# WHAT THE TASK ASKS
In the post about Slumdog and the Satyam scandal, what does the recent bailout package ban recipient companies from doing?

# PAGE
## start

Did Slumdog wipe the Satyam slate clean?


OscarsLee Ann Moore sent me this interesting analogy of Slumdog's Millionaire's success at the Oscars, and whether it could enhance India Inc's image in the wake of the Satyam scandal and the "Buy America" protectionim we're seeing at the moment…

The post-Academy Award media has declared 2009 the year of India. Will that hold true for outsourcing and Indian workers? Perhaps this push is just what our political leaders need to keep protectionism policies at bay. It is too late to impact the recent bailout package that bans recipient companies from hiring H-1B workers, many of whom are well-educated Indian nationals. Can this Oscar favorite change our attitude toward work in India?

How could our sentimental side not cheer for all the Jamal’s and Latika’s of India who grew up in an impoverished country and work every day to create a better life for themselves and their family? Granted the movie presents a well-written yet fanciful tale, but it helps us understand a unique and beautiful culture. Only time will tell if Hollywood can help the American worker minimize his fear of losing a job to India or perhaps treat the tech support personnel with a bit more respect. Shall we track the call center escalations pre and post-“Slumdog”?

## end

(Items listed in a dataset)
## start

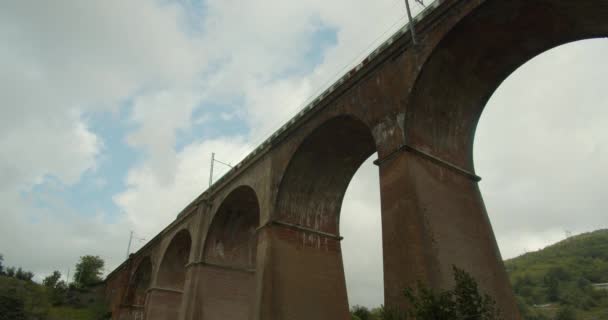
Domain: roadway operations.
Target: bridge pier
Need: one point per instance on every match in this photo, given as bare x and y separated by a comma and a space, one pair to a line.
163, 304
302, 278
433, 217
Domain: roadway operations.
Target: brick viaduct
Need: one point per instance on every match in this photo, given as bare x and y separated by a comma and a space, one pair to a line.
263, 242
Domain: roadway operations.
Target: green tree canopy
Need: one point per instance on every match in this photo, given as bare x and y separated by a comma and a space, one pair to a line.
463, 302
52, 280
24, 275
88, 270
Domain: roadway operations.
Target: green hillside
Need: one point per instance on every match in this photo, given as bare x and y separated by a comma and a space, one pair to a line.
27, 300
560, 278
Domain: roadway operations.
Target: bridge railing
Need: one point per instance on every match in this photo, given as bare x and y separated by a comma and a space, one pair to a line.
352, 69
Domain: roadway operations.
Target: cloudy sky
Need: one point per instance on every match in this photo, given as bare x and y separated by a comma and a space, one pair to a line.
110, 110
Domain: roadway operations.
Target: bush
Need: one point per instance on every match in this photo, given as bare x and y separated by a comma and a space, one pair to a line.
462, 302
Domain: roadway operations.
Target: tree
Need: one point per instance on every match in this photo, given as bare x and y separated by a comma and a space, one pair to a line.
565, 313
10, 272
361, 312
24, 275
52, 280
462, 302
88, 270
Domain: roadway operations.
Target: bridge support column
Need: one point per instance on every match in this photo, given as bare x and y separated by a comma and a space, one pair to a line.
433, 217
163, 304
300, 275
192, 299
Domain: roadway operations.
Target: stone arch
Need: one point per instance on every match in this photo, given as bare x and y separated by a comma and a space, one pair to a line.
139, 283
305, 226
466, 65
229, 257
165, 299
318, 174
477, 55
172, 270
137, 290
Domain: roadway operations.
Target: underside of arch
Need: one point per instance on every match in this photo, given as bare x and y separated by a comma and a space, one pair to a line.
477, 55
231, 239
318, 174
172, 271
230, 250
140, 282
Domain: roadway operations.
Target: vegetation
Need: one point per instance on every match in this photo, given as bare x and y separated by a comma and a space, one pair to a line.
464, 302
23, 299
88, 271
557, 282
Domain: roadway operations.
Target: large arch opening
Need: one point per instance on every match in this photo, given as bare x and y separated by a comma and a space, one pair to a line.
139, 284
230, 257
308, 210
172, 271
466, 68
166, 300
546, 182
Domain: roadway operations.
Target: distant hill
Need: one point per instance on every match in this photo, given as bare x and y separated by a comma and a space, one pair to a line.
558, 281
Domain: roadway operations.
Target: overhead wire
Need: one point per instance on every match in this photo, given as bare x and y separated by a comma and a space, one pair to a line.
360, 56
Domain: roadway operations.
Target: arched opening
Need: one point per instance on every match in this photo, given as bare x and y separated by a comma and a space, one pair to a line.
308, 217
139, 284
546, 182
172, 272
230, 257
166, 299
458, 78
361, 227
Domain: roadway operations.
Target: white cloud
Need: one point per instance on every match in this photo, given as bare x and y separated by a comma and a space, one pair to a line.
542, 172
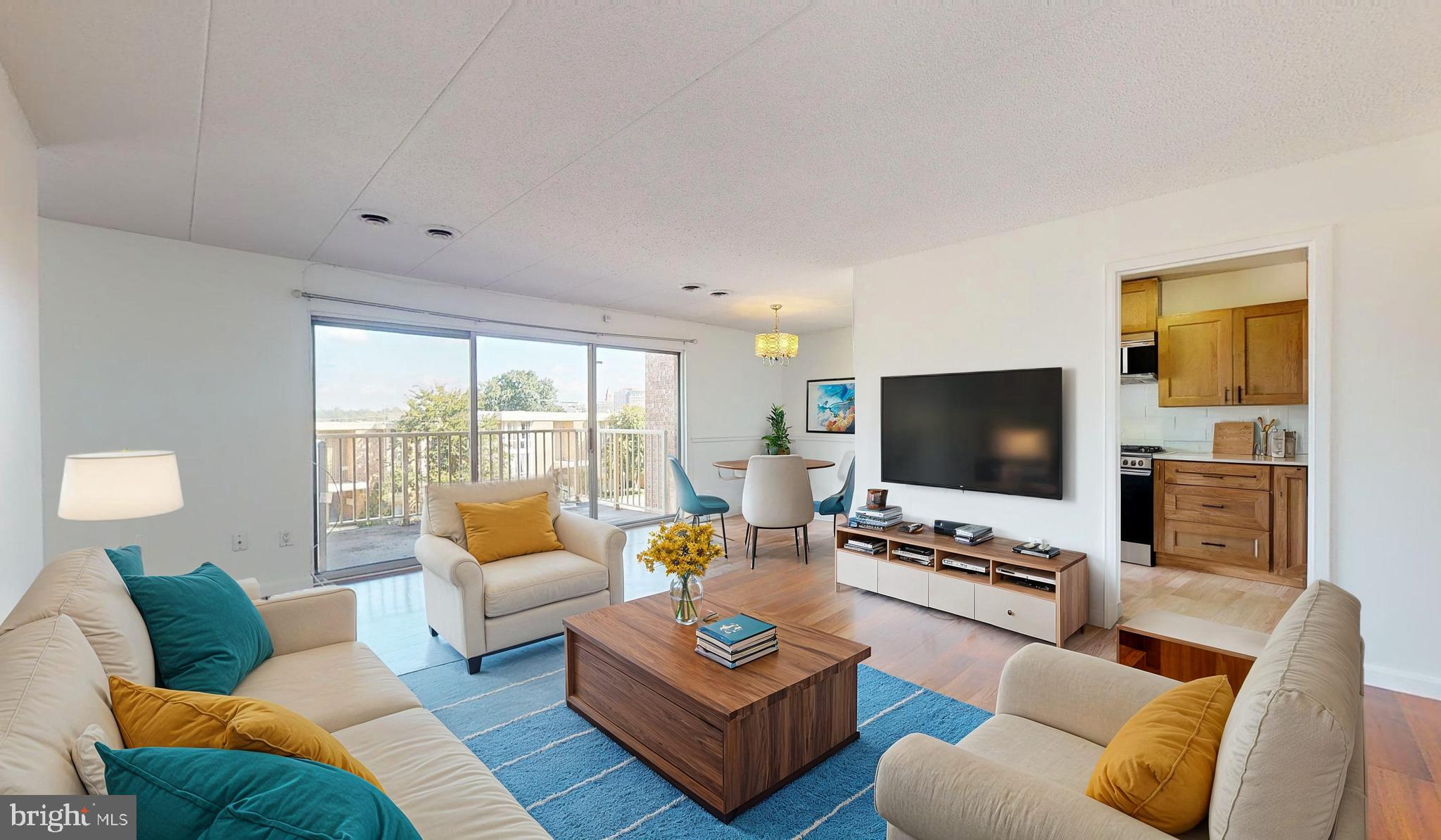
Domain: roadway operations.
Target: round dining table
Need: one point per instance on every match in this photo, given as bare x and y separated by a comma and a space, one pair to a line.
739, 466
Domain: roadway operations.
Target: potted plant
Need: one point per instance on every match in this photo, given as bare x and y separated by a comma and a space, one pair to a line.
777, 443
685, 551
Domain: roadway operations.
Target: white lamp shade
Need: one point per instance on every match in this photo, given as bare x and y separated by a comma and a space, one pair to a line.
120, 485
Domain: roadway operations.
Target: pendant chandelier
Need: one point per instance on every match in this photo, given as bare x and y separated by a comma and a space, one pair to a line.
777, 348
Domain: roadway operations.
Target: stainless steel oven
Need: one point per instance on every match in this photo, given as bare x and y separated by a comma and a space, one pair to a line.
1137, 506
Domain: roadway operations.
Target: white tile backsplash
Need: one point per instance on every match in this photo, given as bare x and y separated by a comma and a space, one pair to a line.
1191, 430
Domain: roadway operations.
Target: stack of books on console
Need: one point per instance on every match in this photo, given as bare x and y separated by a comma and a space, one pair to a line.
737, 640
973, 535
877, 519
859, 544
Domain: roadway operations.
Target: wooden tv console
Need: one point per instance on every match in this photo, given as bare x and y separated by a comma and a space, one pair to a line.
984, 597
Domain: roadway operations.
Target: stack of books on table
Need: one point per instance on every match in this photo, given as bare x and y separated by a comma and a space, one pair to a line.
737, 640
973, 535
859, 544
877, 519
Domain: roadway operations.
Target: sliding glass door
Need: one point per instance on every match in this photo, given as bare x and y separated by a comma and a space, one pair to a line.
532, 411
400, 408
393, 414
637, 414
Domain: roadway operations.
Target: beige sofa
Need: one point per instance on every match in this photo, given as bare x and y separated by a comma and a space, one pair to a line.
1292, 763
77, 624
486, 609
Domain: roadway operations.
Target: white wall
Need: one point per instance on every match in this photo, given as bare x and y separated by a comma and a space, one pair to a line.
1038, 295
1191, 428
825, 355
19, 355
158, 343
1224, 290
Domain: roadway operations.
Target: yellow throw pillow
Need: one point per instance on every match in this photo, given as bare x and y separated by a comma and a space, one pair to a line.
1160, 765
151, 716
509, 529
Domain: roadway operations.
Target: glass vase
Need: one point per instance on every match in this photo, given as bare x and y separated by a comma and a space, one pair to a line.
686, 595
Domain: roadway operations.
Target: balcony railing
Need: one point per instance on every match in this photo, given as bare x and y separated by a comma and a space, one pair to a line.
369, 478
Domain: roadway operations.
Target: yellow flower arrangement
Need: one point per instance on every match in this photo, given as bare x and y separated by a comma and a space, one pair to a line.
685, 551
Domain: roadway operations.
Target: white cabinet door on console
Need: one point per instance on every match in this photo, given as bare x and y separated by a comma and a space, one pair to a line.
903, 583
856, 571
953, 595
1015, 611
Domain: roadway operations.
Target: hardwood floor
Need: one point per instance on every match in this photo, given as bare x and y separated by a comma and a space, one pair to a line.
963, 658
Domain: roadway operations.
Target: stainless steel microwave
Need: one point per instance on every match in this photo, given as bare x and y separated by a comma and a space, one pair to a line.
1138, 361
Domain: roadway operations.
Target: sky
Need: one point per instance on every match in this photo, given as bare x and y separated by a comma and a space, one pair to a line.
374, 369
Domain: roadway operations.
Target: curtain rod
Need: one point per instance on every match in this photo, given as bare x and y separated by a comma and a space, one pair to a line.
477, 320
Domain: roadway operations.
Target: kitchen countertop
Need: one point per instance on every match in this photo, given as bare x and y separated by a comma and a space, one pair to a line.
1299, 460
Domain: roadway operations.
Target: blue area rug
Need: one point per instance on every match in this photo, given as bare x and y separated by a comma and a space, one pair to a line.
580, 784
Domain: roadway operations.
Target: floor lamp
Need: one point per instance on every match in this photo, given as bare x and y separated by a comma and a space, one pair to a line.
126, 485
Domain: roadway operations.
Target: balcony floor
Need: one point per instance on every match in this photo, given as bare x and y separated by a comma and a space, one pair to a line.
378, 544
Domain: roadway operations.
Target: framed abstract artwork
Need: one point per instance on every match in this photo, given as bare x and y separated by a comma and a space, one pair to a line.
830, 407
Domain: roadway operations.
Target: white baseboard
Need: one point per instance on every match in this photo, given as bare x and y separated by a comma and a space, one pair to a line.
1404, 682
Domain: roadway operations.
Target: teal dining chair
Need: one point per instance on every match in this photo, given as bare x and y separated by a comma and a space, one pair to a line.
697, 504
839, 503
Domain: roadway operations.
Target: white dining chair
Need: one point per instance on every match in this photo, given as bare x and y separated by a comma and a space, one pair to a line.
777, 497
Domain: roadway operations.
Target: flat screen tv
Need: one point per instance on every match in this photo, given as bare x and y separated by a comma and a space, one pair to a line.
995, 431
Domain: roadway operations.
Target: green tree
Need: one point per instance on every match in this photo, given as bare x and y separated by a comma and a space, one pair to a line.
623, 459
436, 409
628, 416
518, 391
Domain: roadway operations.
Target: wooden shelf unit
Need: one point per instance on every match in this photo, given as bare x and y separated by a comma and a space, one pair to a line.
984, 597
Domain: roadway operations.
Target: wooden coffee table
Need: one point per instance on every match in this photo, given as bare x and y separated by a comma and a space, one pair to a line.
727, 738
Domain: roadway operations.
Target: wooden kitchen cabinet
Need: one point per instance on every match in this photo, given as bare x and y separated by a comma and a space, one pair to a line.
1193, 357
1140, 303
1241, 521
1269, 349
1288, 522
1240, 356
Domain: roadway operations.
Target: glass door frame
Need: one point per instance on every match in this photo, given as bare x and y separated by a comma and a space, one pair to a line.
591, 423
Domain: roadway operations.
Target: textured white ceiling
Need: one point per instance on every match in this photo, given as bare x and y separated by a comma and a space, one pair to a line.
606, 155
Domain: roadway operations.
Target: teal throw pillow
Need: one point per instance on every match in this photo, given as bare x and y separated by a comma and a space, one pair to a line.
238, 794
127, 561
203, 628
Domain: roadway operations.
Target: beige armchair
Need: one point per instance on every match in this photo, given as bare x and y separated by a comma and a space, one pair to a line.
1292, 761
502, 604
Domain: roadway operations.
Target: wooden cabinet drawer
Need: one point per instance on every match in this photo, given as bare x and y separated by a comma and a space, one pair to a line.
1218, 506
1025, 614
951, 594
903, 583
856, 571
1218, 544
1208, 474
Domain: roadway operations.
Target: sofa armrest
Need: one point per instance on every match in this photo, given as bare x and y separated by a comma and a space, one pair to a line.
1083, 695
933, 790
447, 561
595, 541
309, 618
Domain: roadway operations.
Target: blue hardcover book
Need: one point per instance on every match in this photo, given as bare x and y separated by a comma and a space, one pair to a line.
732, 632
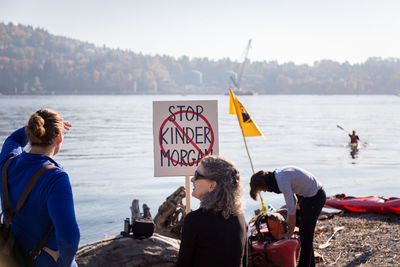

## end

# TASK ANSWER
It bans them from hiring H-1B workers.